[start]
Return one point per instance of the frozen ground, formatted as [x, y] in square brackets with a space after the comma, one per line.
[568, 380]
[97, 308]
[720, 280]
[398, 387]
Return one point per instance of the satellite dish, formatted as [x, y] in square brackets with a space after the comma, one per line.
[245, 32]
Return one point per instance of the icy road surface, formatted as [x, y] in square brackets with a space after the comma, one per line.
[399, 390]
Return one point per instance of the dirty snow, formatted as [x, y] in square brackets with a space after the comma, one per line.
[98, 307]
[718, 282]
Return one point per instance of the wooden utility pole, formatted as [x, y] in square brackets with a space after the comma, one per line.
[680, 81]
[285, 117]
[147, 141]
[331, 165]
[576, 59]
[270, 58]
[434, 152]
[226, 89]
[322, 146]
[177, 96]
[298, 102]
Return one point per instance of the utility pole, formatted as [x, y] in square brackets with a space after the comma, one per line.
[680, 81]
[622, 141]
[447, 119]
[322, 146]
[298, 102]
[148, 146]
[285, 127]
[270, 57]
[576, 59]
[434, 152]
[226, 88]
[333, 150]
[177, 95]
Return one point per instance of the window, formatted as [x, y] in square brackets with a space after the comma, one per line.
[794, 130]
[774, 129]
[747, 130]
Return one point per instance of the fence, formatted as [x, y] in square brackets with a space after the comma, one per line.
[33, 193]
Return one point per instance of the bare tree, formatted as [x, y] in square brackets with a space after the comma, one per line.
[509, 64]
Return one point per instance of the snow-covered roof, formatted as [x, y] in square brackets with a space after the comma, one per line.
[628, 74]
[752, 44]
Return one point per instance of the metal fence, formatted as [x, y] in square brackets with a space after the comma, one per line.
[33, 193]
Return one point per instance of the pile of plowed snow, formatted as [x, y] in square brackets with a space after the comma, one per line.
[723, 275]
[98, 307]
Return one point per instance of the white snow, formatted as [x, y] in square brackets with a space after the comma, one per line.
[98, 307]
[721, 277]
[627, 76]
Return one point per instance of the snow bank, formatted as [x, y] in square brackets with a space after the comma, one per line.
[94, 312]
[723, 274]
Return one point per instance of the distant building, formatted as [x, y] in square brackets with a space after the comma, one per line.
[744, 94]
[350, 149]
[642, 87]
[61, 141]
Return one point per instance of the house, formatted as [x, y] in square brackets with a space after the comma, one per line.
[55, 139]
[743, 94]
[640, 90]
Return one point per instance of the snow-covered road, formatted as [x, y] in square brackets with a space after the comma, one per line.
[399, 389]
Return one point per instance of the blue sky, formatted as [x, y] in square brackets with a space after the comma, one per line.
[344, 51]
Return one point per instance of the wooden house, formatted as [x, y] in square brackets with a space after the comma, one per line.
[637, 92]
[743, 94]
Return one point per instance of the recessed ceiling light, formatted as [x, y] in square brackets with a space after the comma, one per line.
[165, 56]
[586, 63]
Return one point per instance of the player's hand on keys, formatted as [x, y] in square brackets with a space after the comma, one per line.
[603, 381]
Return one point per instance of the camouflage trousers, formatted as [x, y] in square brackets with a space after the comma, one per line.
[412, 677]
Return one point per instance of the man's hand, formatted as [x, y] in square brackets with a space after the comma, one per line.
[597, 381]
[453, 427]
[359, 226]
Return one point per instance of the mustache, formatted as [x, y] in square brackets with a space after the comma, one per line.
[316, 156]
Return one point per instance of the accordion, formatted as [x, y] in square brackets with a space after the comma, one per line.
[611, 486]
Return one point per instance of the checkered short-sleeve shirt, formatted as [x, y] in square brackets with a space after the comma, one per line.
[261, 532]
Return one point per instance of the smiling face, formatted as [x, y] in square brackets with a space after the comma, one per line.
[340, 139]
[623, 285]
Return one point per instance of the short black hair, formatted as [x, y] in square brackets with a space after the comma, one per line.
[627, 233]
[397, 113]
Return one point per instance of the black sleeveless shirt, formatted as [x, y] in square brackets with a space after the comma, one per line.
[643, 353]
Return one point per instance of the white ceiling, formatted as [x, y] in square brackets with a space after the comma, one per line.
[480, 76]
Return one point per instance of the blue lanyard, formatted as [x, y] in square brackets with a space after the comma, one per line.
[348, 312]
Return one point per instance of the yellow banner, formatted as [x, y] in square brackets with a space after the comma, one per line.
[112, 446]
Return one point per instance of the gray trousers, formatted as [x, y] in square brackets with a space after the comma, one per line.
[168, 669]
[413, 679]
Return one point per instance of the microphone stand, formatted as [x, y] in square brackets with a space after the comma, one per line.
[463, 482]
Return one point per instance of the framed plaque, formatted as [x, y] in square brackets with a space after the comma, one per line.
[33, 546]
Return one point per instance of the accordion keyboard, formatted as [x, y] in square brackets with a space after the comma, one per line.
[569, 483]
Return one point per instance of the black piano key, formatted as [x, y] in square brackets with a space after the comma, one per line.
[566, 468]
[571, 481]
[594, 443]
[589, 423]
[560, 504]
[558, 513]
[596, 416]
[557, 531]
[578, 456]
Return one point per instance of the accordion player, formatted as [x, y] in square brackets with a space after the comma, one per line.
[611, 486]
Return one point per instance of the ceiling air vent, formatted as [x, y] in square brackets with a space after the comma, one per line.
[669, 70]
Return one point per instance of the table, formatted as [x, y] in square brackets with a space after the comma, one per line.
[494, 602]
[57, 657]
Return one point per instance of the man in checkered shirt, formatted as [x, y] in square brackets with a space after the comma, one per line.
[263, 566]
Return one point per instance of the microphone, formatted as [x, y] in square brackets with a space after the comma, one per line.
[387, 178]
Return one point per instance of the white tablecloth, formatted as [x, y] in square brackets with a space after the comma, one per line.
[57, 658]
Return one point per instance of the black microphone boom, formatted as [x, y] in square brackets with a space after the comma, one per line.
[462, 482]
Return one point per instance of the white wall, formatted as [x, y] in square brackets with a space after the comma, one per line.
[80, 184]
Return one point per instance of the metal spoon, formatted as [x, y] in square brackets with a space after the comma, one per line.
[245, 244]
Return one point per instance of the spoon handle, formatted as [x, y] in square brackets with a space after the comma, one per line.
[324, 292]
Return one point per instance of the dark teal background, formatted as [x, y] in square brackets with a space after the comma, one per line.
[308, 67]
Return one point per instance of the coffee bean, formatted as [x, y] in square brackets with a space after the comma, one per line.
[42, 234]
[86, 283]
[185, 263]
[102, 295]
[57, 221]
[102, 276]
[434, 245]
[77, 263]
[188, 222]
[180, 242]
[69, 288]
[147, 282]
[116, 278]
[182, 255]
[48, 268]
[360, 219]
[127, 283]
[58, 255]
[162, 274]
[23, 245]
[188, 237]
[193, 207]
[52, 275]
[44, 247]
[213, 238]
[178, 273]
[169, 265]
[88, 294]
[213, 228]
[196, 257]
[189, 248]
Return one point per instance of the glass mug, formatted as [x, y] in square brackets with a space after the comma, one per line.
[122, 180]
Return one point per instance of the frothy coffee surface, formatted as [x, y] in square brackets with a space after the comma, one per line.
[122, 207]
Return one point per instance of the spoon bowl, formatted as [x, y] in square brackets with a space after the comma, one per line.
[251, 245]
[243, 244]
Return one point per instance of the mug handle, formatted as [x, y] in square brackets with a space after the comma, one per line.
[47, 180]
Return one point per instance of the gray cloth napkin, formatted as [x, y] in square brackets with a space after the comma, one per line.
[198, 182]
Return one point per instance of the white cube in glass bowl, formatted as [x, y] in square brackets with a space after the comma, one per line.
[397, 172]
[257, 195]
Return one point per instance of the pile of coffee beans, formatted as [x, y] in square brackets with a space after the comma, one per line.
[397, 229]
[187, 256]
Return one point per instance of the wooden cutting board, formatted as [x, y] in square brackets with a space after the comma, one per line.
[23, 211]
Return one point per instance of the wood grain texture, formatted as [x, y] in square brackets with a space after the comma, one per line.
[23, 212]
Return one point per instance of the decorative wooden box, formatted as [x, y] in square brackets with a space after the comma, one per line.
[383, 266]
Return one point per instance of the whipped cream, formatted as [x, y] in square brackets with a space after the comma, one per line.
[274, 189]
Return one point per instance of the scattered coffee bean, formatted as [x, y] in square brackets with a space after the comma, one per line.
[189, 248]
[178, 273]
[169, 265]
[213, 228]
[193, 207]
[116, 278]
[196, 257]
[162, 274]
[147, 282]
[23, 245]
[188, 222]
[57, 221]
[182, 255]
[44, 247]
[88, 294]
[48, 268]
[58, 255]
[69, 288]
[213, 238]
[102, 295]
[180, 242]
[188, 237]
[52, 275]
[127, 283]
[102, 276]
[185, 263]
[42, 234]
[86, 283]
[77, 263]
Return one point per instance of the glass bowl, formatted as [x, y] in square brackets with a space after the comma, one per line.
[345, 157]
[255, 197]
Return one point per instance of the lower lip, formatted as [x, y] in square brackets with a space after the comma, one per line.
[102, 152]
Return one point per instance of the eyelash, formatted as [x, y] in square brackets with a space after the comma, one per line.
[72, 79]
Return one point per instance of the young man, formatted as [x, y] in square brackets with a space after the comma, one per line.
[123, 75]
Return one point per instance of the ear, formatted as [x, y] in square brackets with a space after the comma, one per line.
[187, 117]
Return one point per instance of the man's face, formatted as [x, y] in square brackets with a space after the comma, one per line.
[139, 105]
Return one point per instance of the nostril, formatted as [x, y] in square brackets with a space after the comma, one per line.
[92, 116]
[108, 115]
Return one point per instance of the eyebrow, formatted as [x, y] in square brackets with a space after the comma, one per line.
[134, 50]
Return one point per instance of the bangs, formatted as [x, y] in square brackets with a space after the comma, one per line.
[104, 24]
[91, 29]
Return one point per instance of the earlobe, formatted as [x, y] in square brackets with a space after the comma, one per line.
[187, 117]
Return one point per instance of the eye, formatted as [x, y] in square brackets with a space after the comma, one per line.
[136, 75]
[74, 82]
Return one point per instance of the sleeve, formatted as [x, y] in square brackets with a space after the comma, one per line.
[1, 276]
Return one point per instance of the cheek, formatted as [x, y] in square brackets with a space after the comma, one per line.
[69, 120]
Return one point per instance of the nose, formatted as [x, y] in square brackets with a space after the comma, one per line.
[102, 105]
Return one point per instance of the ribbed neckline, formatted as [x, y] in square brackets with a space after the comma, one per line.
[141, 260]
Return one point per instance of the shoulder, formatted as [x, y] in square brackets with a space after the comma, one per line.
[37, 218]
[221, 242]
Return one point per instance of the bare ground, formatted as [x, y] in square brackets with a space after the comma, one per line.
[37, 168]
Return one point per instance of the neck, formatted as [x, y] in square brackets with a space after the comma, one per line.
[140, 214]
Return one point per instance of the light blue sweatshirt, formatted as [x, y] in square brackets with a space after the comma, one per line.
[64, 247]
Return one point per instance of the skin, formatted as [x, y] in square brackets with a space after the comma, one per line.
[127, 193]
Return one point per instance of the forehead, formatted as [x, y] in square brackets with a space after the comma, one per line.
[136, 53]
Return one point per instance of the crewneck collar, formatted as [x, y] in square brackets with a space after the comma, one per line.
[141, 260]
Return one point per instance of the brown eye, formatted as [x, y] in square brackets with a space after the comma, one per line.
[end]
## Brief
Rescale the data above, from the line with "Return one point per instance of the cheek, formatted" up to and including the last line of the data, and reproduce only those lines, requests included. Multiply every coordinate in the answers by 1.05 and round each result to a whole number, with halves rounded up.

## Answer to this problem
Return one point per instance of the cheek, formatted as [x, y] in square brackets with a space after the comma, one per line.
[72, 126]
Return one point per instance of the nose, formatted as [x, y] in square brackets with a space after the comma, one per line.
[107, 110]
Return one point per instance of the ribbed neckline, formatted as [x, y] in square brackets with a space after the comma, one per line.
[148, 273]
Return one point per instance of the shoulder, formatted as [x, y] in square brackets with a space after the comma, one per line.
[39, 229]
[232, 254]
Return one point per instance of the bare ground, formatted as [x, y] in square brackets with a space after the comma, one per line.
[39, 176]
Return one point per instance of the neck, formatted as [x, y] in square brackets with a space after the comma, one per line.
[147, 225]
Return one point per instance of the light blue sweatshirt, formatted as [x, y] in square brackets with a space after the comma, one per line.
[67, 259]
Return one point per instance of the skin, formatted as [x, y] in square brackets with a space after the comma, one per line.
[133, 203]
Return one point per instance of the forehead, formatted as [x, y] in square brackets with a space after the comma, one per line.
[143, 56]
Return one point per instance of the crewneck collar, formatted as [x, y] in square brackets with a space after the comma, one per line.
[148, 273]
Return one point per instance of the brown eye, formatted as [x, y] in square brackets with a space after the comma, one per line.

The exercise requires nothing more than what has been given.